What is being asked »
Reprint all of the data below exactly as shown and skip every image.

--------

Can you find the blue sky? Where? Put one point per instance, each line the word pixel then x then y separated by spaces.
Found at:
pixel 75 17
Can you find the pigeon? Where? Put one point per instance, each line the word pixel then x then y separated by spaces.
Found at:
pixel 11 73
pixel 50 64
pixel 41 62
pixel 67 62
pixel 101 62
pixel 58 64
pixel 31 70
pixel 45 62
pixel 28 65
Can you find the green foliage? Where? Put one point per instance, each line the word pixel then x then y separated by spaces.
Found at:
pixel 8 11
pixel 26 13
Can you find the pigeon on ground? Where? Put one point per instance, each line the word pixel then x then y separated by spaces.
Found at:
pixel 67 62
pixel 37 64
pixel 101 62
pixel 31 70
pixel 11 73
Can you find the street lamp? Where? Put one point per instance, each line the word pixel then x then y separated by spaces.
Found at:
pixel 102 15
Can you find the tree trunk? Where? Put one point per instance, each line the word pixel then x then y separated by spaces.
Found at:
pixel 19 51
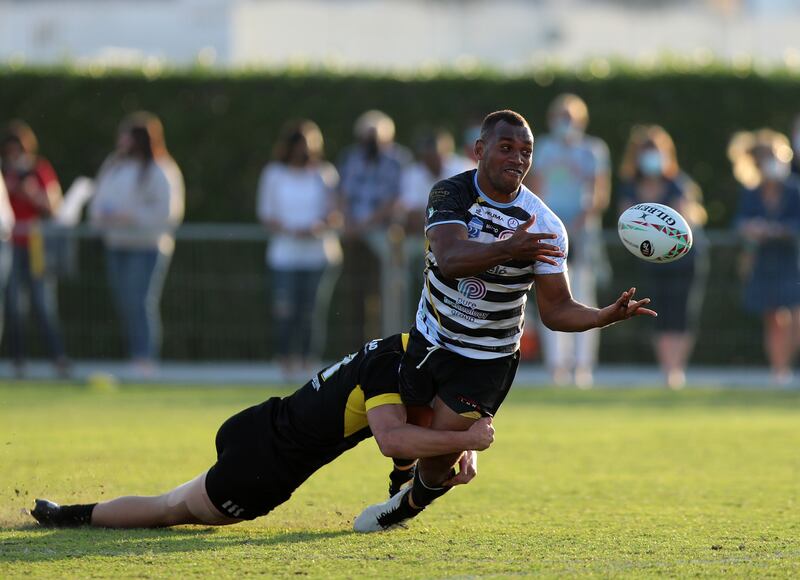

--------

Response to this task »
Can you find the blue sky? Where? Put one point per instance, each line the word pixel then x then y separated by spaces.
Found at:
pixel 75 17
Can you find the pigeon? Where? Put one point per instance, each line the word pixel then x then y separated by spaces.
Found at:
pixel 11 73
pixel 50 64
pixel 41 62
pixel 67 62
pixel 101 62
pixel 58 64
pixel 31 70
pixel 45 62
pixel 28 65
Can you find the green foliage? Where? Put one point per instance, each line the word pixel then x then y separated by spaces.
Found at:
pixel 8 11
pixel 26 13
Can you find the pigeon on ground? Where? Put one point per instance, each line the word pixel then x then y separated by spaces.
Found at:
pixel 67 62
pixel 37 64
pixel 101 62
pixel 31 70
pixel 11 73
Can you find the street lamp? Where? Put one point per instance, each line the word pixel then x then y separated by spaces.
Found at:
pixel 102 15
Can you find the tree trunk? Where? Put one point per instance, each line the word pixel then x then y separated by spaces.
Found at:
pixel 19 51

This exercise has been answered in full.